## EXERCISE PROMPT
The data below should be repeated exactly and in full.

## Stored data entries
^^^^^^^^

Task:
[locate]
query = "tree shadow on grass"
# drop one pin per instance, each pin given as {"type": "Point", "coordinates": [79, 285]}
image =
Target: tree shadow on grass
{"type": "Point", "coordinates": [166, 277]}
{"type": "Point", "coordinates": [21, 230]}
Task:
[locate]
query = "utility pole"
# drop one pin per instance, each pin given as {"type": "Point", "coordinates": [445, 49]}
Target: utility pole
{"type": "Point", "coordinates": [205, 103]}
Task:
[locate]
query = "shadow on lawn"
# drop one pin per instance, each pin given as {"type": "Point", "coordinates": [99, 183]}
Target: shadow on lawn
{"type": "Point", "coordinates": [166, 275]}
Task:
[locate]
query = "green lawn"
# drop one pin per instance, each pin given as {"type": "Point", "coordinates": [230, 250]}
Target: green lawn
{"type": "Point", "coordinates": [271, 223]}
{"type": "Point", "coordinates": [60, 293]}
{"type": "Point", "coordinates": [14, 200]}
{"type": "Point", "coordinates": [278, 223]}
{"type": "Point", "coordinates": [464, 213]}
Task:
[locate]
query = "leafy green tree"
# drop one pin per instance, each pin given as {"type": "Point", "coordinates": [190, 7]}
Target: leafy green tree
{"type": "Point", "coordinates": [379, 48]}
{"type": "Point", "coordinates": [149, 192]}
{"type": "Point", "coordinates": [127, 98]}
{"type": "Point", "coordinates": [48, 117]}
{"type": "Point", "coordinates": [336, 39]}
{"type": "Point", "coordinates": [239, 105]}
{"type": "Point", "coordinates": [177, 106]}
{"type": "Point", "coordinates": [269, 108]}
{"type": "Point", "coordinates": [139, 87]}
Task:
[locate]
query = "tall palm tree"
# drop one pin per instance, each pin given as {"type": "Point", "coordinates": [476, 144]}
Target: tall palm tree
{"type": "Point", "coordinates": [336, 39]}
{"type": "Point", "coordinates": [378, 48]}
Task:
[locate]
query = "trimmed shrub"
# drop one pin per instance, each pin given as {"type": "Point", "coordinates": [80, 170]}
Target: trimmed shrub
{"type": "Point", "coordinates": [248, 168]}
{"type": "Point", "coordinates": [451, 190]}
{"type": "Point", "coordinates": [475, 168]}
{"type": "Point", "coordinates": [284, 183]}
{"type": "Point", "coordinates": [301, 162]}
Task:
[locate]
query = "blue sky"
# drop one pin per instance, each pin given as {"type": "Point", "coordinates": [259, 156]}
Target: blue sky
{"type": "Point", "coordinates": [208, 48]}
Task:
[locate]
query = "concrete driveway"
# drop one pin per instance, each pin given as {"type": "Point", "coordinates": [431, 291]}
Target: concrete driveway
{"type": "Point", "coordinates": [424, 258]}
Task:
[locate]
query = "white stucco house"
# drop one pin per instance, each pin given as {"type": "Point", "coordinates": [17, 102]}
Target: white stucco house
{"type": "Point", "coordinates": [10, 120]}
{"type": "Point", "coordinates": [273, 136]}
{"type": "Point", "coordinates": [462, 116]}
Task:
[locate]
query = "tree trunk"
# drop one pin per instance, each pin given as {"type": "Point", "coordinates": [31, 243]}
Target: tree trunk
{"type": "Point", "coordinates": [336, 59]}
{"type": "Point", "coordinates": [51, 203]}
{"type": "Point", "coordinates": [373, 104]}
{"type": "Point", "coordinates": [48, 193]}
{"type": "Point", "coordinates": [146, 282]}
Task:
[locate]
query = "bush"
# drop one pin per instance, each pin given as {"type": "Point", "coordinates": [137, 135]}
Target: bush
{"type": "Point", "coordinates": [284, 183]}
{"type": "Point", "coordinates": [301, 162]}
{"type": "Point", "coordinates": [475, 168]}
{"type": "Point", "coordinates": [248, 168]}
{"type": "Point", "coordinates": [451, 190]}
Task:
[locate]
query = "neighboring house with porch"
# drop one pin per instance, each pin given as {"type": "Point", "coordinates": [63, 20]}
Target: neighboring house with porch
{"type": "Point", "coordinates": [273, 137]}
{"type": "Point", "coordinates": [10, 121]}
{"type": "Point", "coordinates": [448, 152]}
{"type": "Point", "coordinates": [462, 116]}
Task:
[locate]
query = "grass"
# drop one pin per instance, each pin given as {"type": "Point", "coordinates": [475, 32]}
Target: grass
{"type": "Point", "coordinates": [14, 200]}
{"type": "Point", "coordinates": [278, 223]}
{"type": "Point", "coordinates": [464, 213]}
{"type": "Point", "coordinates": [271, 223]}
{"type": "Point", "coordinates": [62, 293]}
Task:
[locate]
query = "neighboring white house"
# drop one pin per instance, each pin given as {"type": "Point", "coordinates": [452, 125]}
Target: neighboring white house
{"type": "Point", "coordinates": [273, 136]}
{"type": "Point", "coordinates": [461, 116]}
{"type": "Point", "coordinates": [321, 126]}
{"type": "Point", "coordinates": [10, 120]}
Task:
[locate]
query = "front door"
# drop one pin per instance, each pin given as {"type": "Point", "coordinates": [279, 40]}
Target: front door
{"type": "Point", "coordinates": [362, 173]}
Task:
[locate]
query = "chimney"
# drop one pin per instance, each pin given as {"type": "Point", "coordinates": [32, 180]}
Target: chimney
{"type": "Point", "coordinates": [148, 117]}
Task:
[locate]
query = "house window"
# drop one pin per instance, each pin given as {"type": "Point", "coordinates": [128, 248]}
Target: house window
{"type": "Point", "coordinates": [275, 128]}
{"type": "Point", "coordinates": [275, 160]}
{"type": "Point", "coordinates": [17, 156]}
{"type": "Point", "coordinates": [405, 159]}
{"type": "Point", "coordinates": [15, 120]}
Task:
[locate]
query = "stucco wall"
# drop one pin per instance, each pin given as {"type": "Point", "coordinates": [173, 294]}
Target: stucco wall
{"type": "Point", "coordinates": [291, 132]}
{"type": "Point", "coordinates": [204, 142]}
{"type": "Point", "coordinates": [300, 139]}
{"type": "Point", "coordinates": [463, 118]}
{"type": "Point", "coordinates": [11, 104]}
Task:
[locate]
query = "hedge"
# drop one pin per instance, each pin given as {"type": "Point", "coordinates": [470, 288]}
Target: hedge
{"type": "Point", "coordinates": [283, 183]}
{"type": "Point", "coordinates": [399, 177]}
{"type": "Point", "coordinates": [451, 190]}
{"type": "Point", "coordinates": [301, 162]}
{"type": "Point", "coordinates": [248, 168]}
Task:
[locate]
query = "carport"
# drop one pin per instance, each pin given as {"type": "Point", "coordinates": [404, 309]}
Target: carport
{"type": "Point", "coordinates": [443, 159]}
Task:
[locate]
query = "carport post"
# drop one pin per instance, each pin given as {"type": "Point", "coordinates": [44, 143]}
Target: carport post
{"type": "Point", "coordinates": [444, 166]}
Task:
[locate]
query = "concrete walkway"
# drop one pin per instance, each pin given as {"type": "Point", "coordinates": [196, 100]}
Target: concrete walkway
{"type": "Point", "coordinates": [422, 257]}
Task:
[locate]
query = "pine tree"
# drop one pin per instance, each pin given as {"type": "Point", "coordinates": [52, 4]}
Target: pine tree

^^^^^^^^

## ANSWER SPACE
Task:
[locate]
query = "tree shadow on grass"
# drop one pin per instance, each pin given as {"type": "Point", "coordinates": [79, 285]}
image =
Target: tree shadow on grass
{"type": "Point", "coordinates": [166, 277]}
{"type": "Point", "coordinates": [21, 230]}
Task:
[locate]
query = "utility pole"
# drop one pin per instance, each pin given as {"type": "Point", "coordinates": [445, 49]}
Target: utility pole
{"type": "Point", "coordinates": [205, 103]}
Task:
[locate]
query = "shadow on lawn"
# drop one pin per instance, each pin given as {"type": "Point", "coordinates": [99, 183]}
Target: shadow on lawn
{"type": "Point", "coordinates": [166, 275]}
Task:
[locate]
query = "green lawn"
# drop one pin per instance, each pin given as {"type": "Point", "coordinates": [230, 250]}
Target: green lawn
{"type": "Point", "coordinates": [271, 223]}
{"type": "Point", "coordinates": [60, 293]}
{"type": "Point", "coordinates": [14, 200]}
{"type": "Point", "coordinates": [278, 223]}
{"type": "Point", "coordinates": [464, 213]}
Task:
[locate]
query = "leafy green tree"
# drop one pin per instance, each pin given as {"type": "Point", "coordinates": [190, 7]}
Target: leafy green tree
{"type": "Point", "coordinates": [379, 48]}
{"type": "Point", "coordinates": [149, 192]}
{"type": "Point", "coordinates": [127, 98]}
{"type": "Point", "coordinates": [48, 117]}
{"type": "Point", "coordinates": [336, 39]}
{"type": "Point", "coordinates": [239, 105]}
{"type": "Point", "coordinates": [177, 106]}
{"type": "Point", "coordinates": [269, 108]}
{"type": "Point", "coordinates": [139, 87]}
Task:
[locate]
query = "tall palm tree"
# drop one pin per instance, each pin given as {"type": "Point", "coordinates": [476, 144]}
Target: tall palm tree
{"type": "Point", "coordinates": [336, 39]}
{"type": "Point", "coordinates": [378, 48]}
Task:
[locate]
query = "trimmed shrub"
# drop one pin per instance, each pin given as {"type": "Point", "coordinates": [80, 170]}
Target: trimmed shrub
{"type": "Point", "coordinates": [248, 168]}
{"type": "Point", "coordinates": [451, 190]}
{"type": "Point", "coordinates": [475, 168]}
{"type": "Point", "coordinates": [284, 183]}
{"type": "Point", "coordinates": [301, 162]}
Task:
[locate]
query = "blue sky"
# drop one pin per instance, each pin given as {"type": "Point", "coordinates": [259, 156]}
Target: blue sky
{"type": "Point", "coordinates": [208, 48]}
Task:
[locate]
query = "concrete driveway"
# drop one pin per instance, each pin given as {"type": "Point", "coordinates": [431, 291]}
Target: concrete driveway
{"type": "Point", "coordinates": [424, 258]}
Task:
[locate]
query = "white stucco house"
# drop one pin per instance, each pin given as {"type": "Point", "coordinates": [17, 102]}
Target: white stucco house
{"type": "Point", "coordinates": [10, 120]}
{"type": "Point", "coordinates": [273, 136]}
{"type": "Point", "coordinates": [462, 116]}
Task:
[locate]
query = "tree trunk"
# drop one pin per instance, each pin given as {"type": "Point", "coordinates": [31, 243]}
Target: tree trunk
{"type": "Point", "coordinates": [336, 59]}
{"type": "Point", "coordinates": [51, 203]}
{"type": "Point", "coordinates": [373, 104]}
{"type": "Point", "coordinates": [48, 193]}
{"type": "Point", "coordinates": [146, 282]}
Task:
[locate]
query = "bush"
# drop one pin per instance, each pin given as {"type": "Point", "coordinates": [137, 135]}
Target: bush
{"type": "Point", "coordinates": [284, 183]}
{"type": "Point", "coordinates": [301, 162]}
{"type": "Point", "coordinates": [475, 168]}
{"type": "Point", "coordinates": [248, 168]}
{"type": "Point", "coordinates": [451, 190]}
Task:
[locate]
query = "neighboring house with porch"
# drop one pin per instance, each pin given as {"type": "Point", "coordinates": [63, 20]}
Target: neighboring house with porch
{"type": "Point", "coordinates": [273, 137]}
{"type": "Point", "coordinates": [10, 121]}
{"type": "Point", "coordinates": [448, 152]}
{"type": "Point", "coordinates": [462, 116]}
Task:
[locate]
query = "grass"
# drop one pin per instance, each pin given as {"type": "Point", "coordinates": [475, 32]}
Target: grass
{"type": "Point", "coordinates": [14, 200]}
{"type": "Point", "coordinates": [278, 223]}
{"type": "Point", "coordinates": [464, 213]}
{"type": "Point", "coordinates": [271, 223]}
{"type": "Point", "coordinates": [62, 293]}
Task:
[locate]
query = "neighboring white house"
# drop one pin per instance, each pin given as {"type": "Point", "coordinates": [452, 125]}
Target: neighboring white house
{"type": "Point", "coordinates": [273, 136]}
{"type": "Point", "coordinates": [461, 116]}
{"type": "Point", "coordinates": [321, 126]}
{"type": "Point", "coordinates": [10, 120]}
Task:
[locate]
query = "front door"
# drop one pin per instance, each pin given as {"type": "Point", "coordinates": [279, 40]}
Target: front door
{"type": "Point", "coordinates": [362, 173]}
Task:
[locate]
query = "chimney"
# drop one pin per instance, each pin given as {"type": "Point", "coordinates": [32, 180]}
Target: chimney
{"type": "Point", "coordinates": [148, 117]}
Task:
[locate]
query = "house window"
# drop one pin per instance, each pin given as {"type": "Point", "coordinates": [128, 248]}
Target: house window
{"type": "Point", "coordinates": [275, 128]}
{"type": "Point", "coordinates": [275, 160]}
{"type": "Point", "coordinates": [17, 156]}
{"type": "Point", "coordinates": [405, 159]}
{"type": "Point", "coordinates": [15, 120]}
Task:
[locate]
query = "stucco wall"
# drop one pin per instance, each pin given as {"type": "Point", "coordinates": [173, 294]}
Target: stucco wall
{"type": "Point", "coordinates": [291, 132]}
{"type": "Point", "coordinates": [204, 142]}
{"type": "Point", "coordinates": [300, 139]}
{"type": "Point", "coordinates": [463, 118]}
{"type": "Point", "coordinates": [11, 104]}
Task:
[locate]
query = "hedge"
# drop one pin per instance, each pin given as {"type": "Point", "coordinates": [470, 288]}
Target: hedge
{"type": "Point", "coordinates": [283, 183]}
{"type": "Point", "coordinates": [399, 177]}
{"type": "Point", "coordinates": [451, 190]}
{"type": "Point", "coordinates": [301, 162]}
{"type": "Point", "coordinates": [248, 168]}
Task:
[locate]
query = "carport"
# drop one pin per instance, each pin given as {"type": "Point", "coordinates": [404, 309]}
Target: carport
{"type": "Point", "coordinates": [443, 159]}
Task:
[locate]
query = "carport post"
# drop one pin per instance, each pin given as {"type": "Point", "coordinates": [44, 143]}
Target: carport post
{"type": "Point", "coordinates": [444, 166]}
Task:
[locate]
query = "concrete walkway"
# drop one pin per instance, each pin given as {"type": "Point", "coordinates": [196, 100]}
Target: concrete walkway
{"type": "Point", "coordinates": [422, 257]}
Task:
[locate]
query = "pine tree"
# drop one pin per instance, each pin given as {"type": "Point", "coordinates": [52, 4]}
Target: pine tree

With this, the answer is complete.